Un petit rôle presque inutile, c’est celui de Micaëla. Au premier acte elle vient, comme Alice, apporter au brigadier une lettre de sa mère ; au troisième acte elle revient lui dire que sa mère voudrait lui pardonner avant de mourir. Voilà Don José aussi perplexe que Robert le diable : il voudrait partir parce que sa mère l’appelle, et il voudrait rester parce que sa maîtresse qui en a assez, lui dit de s’en aller. À la fin il imagine un expédient : « Je reviendrai », dit-il. Carmen l’attend de pied ferme devant l’arène où se livre un combat de taureaux. Il insiste pour qu’elle parte avec lui ; sur son refus il lui donne quelques bons coups de couteau, s’assure qu’elle est bien morte et se laisse arrêter.

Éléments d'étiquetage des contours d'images
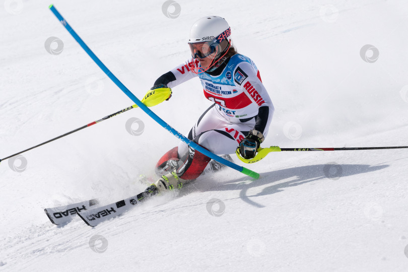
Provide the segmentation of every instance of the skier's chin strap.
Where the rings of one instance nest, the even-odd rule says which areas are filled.
[[[213,66],[214,66],[216,64],[216,63],[217,63],[219,61],[222,59],[222,58],[224,57],[224,56],[225,56],[225,55],[227,54],[227,53],[228,52],[228,51],[229,51],[230,48],[231,48],[231,39],[230,39],[229,41],[228,41],[228,47],[227,47],[227,49],[224,50],[225,51],[225,53],[224,53],[224,54],[221,57],[217,58],[217,59],[216,59],[215,56],[217,55],[217,52],[218,51],[218,48],[217,48],[216,49],[215,52],[216,53],[214,55],[214,57],[211,60],[211,63],[210,63],[210,65],[207,68],[203,68],[203,67],[197,67],[195,66],[196,65],[198,65],[198,60],[196,58],[193,58],[193,61],[191,64],[191,66],[190,67],[191,70],[191,72],[197,75],[198,74],[201,74],[201,73],[204,73],[207,71],[211,72],[211,70],[210,70],[210,69],[213,67]],[[222,52],[221,53],[222,53]]]

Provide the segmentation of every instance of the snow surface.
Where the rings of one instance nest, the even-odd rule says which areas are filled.
[[[264,147],[408,145],[406,1],[177,0],[174,19],[164,3],[53,2],[139,98],[188,57],[192,23],[215,14],[229,23],[274,102]],[[0,8],[0,158],[133,104],[50,4],[6,0]],[[60,54],[45,50],[50,37],[63,42]],[[373,63],[360,55],[366,44],[379,52]],[[196,79],[152,109],[186,133],[210,103]],[[144,122],[142,135],[126,131],[131,117]],[[408,270],[406,149],[270,154],[245,166],[259,180],[227,169],[94,228],[78,219],[58,227],[44,214],[139,192],[139,175],[154,177],[177,143],[137,109],[24,153],[22,172],[3,162],[0,270]],[[212,205],[224,213],[211,215]],[[102,253],[89,245],[97,235]]]

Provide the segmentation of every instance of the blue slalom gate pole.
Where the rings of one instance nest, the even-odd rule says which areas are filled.
[[[152,111],[149,108],[147,107],[144,104],[142,103],[142,102],[137,98],[136,96],[133,95],[131,92],[130,92],[129,89],[128,89],[126,86],[125,86],[121,82],[119,81],[117,78],[116,78],[112,73],[109,71],[109,69],[105,65],[105,64],[101,61],[100,59],[99,59],[98,57],[92,51],[89,49],[89,47],[86,45],[86,44],[84,42],[84,41],[82,40],[79,36],[74,31],[74,29],[70,26],[69,24],[65,20],[65,19],[62,17],[62,16],[60,14],[60,13],[58,12],[58,11],[55,9],[53,5],[50,5],[49,7],[51,11],[52,12],[52,13],[56,17],[59,22],[62,24],[65,28],[70,32],[72,36],[74,37],[75,40],[78,42],[78,43],[80,44],[81,47],[82,47],[84,50],[85,50],[85,52],[91,57],[94,61],[98,64],[98,66],[102,69],[102,70],[106,74],[106,75],[109,77],[109,78],[116,85],[117,87],[119,87],[122,91],[125,93],[127,97],[131,99],[131,100],[135,103],[139,107],[142,109],[145,112],[146,112],[149,116],[152,117],[153,120],[159,123],[160,125],[163,126],[166,130],[168,130],[169,132],[174,135],[176,138],[178,138],[180,140],[182,141],[189,146],[191,146],[194,149],[197,150],[199,152],[200,152],[204,154],[205,155],[209,157],[211,159],[217,161],[223,164],[226,165],[229,167],[231,167],[232,169],[235,169],[237,171],[239,171],[241,173],[245,174],[248,176],[249,176],[251,177],[257,179],[259,177],[259,174],[257,173],[254,172],[251,170],[249,170],[247,168],[245,168],[245,167],[243,167],[242,166],[240,166],[239,165],[237,165],[234,163],[230,162],[229,161],[227,161],[225,159],[221,158],[221,157],[216,155],[216,154],[211,152],[206,149],[205,148],[199,146],[197,144],[194,143],[188,140],[187,138],[184,137],[182,134],[180,133],[179,132],[177,131],[176,129],[172,127],[169,124],[165,122],[163,120],[162,120],[160,117],[157,116],[154,112]]]

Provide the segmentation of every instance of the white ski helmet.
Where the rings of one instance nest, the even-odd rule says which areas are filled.
[[[229,47],[230,36],[230,26],[222,17],[210,16],[198,19],[191,27],[188,39],[193,57],[211,55],[213,59],[218,58]]]
[[[223,34],[221,37],[220,34]],[[188,43],[206,42],[220,38],[219,43],[231,35],[230,26],[220,16],[206,16],[197,20],[191,27]]]

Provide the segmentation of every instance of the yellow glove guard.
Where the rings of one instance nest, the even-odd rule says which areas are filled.
[[[151,90],[145,95],[145,97],[142,100],[142,103],[148,107],[152,107],[168,99],[171,95],[171,89],[169,88],[159,88]],[[137,108],[138,105],[135,104],[132,107]]]

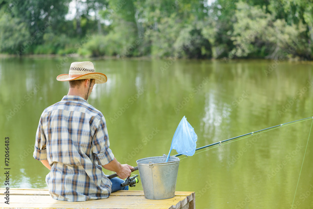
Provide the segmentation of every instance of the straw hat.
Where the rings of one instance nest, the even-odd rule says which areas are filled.
[[[101,73],[96,73],[91,62],[75,62],[71,64],[68,74],[61,74],[57,77],[60,81],[67,81],[88,78],[95,79],[96,83],[106,82],[106,76]]]

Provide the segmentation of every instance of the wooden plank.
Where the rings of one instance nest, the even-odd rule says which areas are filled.
[[[64,209],[69,208],[67,205],[62,204],[47,204],[45,203],[32,203],[25,204],[25,203],[10,203],[8,206],[3,206],[4,203],[0,204],[0,208],[52,208],[52,209]],[[139,205],[127,204],[123,205],[116,203],[115,204],[95,205],[90,204],[88,206],[80,206],[79,205],[75,205],[70,208],[114,208],[115,209],[168,209],[170,206],[168,205],[150,204],[149,205]]]
[[[4,194],[4,188],[0,188]],[[175,192],[175,196],[165,200],[145,198],[143,191],[120,191],[108,198],[83,202],[69,202],[54,200],[48,190],[10,189],[10,205],[0,203],[1,208],[195,208],[195,196],[192,192]],[[0,195],[3,199],[4,196]]]
[[[4,195],[0,195],[0,199],[3,199]],[[48,203],[61,203],[63,204],[73,204],[73,203],[77,202],[69,202],[69,201],[57,200],[53,199],[49,196],[40,196],[34,195],[29,196],[24,195],[15,195],[10,196],[10,202],[12,203],[36,203],[44,202]],[[2,198],[2,199],[1,199]],[[144,197],[132,196],[110,196],[108,198],[99,200],[89,200],[87,201],[79,202],[81,205],[88,204],[90,203],[95,204],[110,204],[121,203],[122,204],[129,203],[134,202],[137,204],[150,204],[151,202],[156,204],[160,203],[162,204],[168,204],[172,205],[173,202],[178,202],[186,199],[184,197],[175,197],[172,198],[165,200],[148,200]],[[187,203],[187,199],[186,200]]]
[[[0,188],[0,194],[3,194],[5,191],[4,188]],[[9,190],[10,195],[23,194],[24,195],[49,195],[48,189],[19,189],[10,188]],[[190,191],[176,191],[175,196],[189,196],[192,193]],[[127,191],[119,191],[113,192],[110,196],[144,196],[143,191],[136,190],[128,190]]]

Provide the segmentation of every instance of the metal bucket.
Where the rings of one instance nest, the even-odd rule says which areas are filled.
[[[143,158],[136,161],[140,176],[145,197],[162,200],[175,196],[179,159],[167,156]]]

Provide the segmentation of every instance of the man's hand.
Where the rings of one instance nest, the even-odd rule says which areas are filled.
[[[131,166],[127,164],[123,164],[121,165],[121,171],[116,172],[116,174],[120,177],[120,179],[124,179],[131,175],[131,169],[133,169],[134,167]]]
[[[106,165],[102,165],[102,167],[107,170],[114,171],[120,178],[122,179],[130,176],[131,172],[131,169],[134,168],[133,166],[127,164],[121,165],[115,158],[110,163]]]

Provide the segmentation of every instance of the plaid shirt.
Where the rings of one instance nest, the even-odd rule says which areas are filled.
[[[101,112],[78,96],[64,96],[40,117],[33,157],[48,159],[46,177],[54,199],[83,201],[107,198],[112,183],[102,171],[114,155]]]

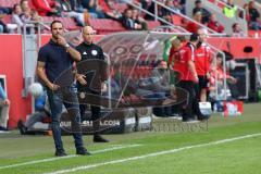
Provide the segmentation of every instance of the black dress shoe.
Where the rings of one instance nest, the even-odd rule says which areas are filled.
[[[88,152],[86,148],[80,147],[80,148],[77,148],[77,149],[76,149],[76,154],[90,156],[90,152]]]
[[[95,135],[94,136],[94,142],[109,142],[108,139],[103,138],[102,136],[100,135]]]
[[[63,149],[59,149],[59,150],[55,151],[54,156],[64,157],[64,156],[67,156],[67,154]]]

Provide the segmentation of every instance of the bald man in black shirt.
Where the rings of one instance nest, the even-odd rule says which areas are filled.
[[[101,95],[105,88],[104,82],[108,78],[107,66],[102,49],[92,42],[95,30],[90,26],[83,28],[84,41],[76,47],[76,50],[82,54],[82,61],[77,63],[77,88],[78,92],[86,92],[95,96]],[[98,102],[99,103],[99,102]],[[87,103],[82,103],[80,115],[84,117]],[[91,120],[94,126],[94,141],[108,142],[99,135],[100,124],[100,105],[90,103]]]

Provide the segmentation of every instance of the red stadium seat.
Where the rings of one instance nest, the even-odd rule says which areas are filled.
[[[146,21],[146,23],[148,25],[149,30],[161,26],[160,22],[158,22],[158,21]]]
[[[126,3],[115,3],[115,9],[119,10],[120,12],[124,12],[125,9],[127,9]]]
[[[4,24],[10,24],[10,23],[11,23],[11,18],[12,18],[12,15],[4,15],[4,16],[2,17],[2,22],[3,22]]]
[[[121,23],[109,18],[90,18],[89,23],[100,35],[126,30]]]
[[[64,25],[64,28],[69,30],[79,29],[79,26],[77,26],[75,21],[71,17],[53,17],[53,20],[61,21]]]
[[[21,0],[0,0],[0,5],[4,8],[13,8],[15,3],[20,3]]]
[[[179,15],[172,15],[172,21],[174,25],[178,25],[178,26],[183,25],[183,17]]]

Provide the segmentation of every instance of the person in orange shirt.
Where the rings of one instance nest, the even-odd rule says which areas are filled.
[[[195,67],[196,46],[199,41],[199,35],[192,34],[190,41],[179,49],[178,71],[181,72],[178,86],[188,92],[187,103],[183,105],[183,121],[195,121],[195,115],[198,120],[204,120],[204,115],[199,110],[199,103],[196,99],[195,84],[198,83],[198,74]]]

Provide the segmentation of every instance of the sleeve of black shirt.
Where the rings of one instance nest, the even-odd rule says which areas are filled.
[[[39,52],[38,52],[38,59],[37,61],[39,62],[47,62],[48,59],[48,54],[45,48],[40,48]]]
[[[101,82],[104,82],[108,79],[109,77],[109,72],[108,72],[108,62],[105,61],[105,58],[104,58],[104,54],[103,54],[103,51],[102,49],[100,48],[100,60],[102,60],[101,64],[100,64],[100,78],[101,78]]]

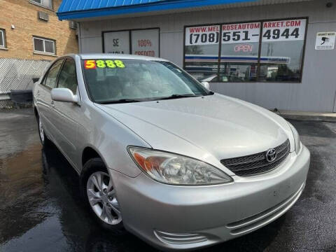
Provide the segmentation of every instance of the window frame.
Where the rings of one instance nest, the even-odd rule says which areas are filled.
[[[304,29],[304,39],[303,41],[303,51],[302,51],[302,59],[301,61],[301,69],[300,69],[300,78],[299,81],[293,81],[293,80],[286,80],[286,81],[270,81],[270,80],[260,80],[260,57],[261,57],[261,48],[262,45],[262,29],[263,24],[265,22],[272,22],[272,21],[281,21],[281,20],[300,20],[300,19],[305,19],[306,20],[306,27]],[[190,24],[190,25],[185,25],[183,27],[183,69],[186,70],[186,30],[187,28],[189,27],[201,27],[201,26],[213,26],[213,25],[219,25],[220,27],[220,34],[219,34],[219,43],[218,43],[218,66],[217,66],[217,75],[219,76],[220,71],[220,54],[221,54],[221,48],[222,48],[222,26],[225,24],[245,24],[245,23],[250,23],[250,22],[260,22],[260,37],[259,37],[259,48],[258,48],[258,62],[256,64],[257,66],[257,78],[255,80],[248,80],[248,81],[241,81],[241,82],[234,82],[234,83],[294,83],[294,84],[300,84],[302,83],[302,78],[303,78],[303,69],[304,64],[304,56],[306,53],[306,46],[307,46],[307,33],[308,31],[308,24],[309,24],[309,17],[293,17],[293,18],[268,18],[268,19],[262,19],[262,20],[247,20],[247,21],[237,21],[237,22],[217,22],[217,23],[206,23],[206,24]],[[220,83],[234,83],[233,82],[218,82]]]
[[[6,49],[7,48],[7,40],[6,38],[6,30],[4,29],[0,28],[0,32],[2,34],[2,43],[3,46],[0,45],[0,48]]]
[[[40,3],[38,3],[36,1],[38,1],[38,0],[29,0],[29,3],[31,4],[34,4],[34,5],[36,5],[37,6],[45,8],[46,9],[54,11],[54,1],[53,0],[49,0],[51,3],[51,7],[46,6],[45,5],[43,5],[43,4],[42,4],[42,0],[39,0]]]
[[[35,38],[39,39],[43,41],[43,51],[40,51],[37,50],[35,49]],[[49,42],[52,42],[54,45],[54,52],[46,52],[46,41],[49,41]],[[55,39],[52,38],[43,38],[41,37],[38,36],[34,36],[33,35],[33,50],[34,52],[38,53],[38,54],[43,54],[43,55],[57,55],[57,52],[56,52],[56,41]]]

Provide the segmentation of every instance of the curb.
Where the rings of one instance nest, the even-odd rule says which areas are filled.
[[[274,111],[273,111],[274,112]],[[317,121],[336,122],[336,113],[316,113],[302,111],[275,111],[276,114],[285,119],[301,121]]]

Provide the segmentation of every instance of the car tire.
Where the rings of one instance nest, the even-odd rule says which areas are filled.
[[[101,158],[88,160],[80,179],[83,198],[94,219],[114,234],[126,231],[111,175]]]
[[[38,130],[38,136],[40,137],[41,144],[42,144],[43,148],[49,147],[51,144],[51,141],[50,140],[49,140],[47,135],[46,134],[46,132],[44,131],[43,126],[42,125],[42,122],[38,115],[36,115],[36,120],[37,127]]]

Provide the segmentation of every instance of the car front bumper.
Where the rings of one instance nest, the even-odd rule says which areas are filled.
[[[286,213],[304,188],[309,162],[302,145],[298,155],[290,153],[272,172],[206,186],[111,172],[126,229],[160,249],[188,250],[247,234]]]

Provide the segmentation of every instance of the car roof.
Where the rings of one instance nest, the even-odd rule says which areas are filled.
[[[158,60],[158,61],[168,61],[164,59],[161,59],[155,57],[134,55],[127,54],[116,54],[116,53],[78,53],[72,54],[69,56],[78,55],[82,59],[139,59],[139,60]]]

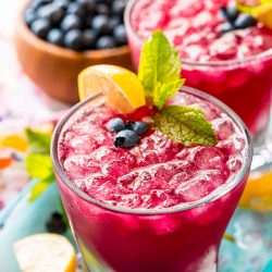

CONSIGNE
D'après l'extrait du document, où Carmen attend-elle Don José à la fin ?

SOLUTION
Devant l'arène où se livre un combat de taureaux.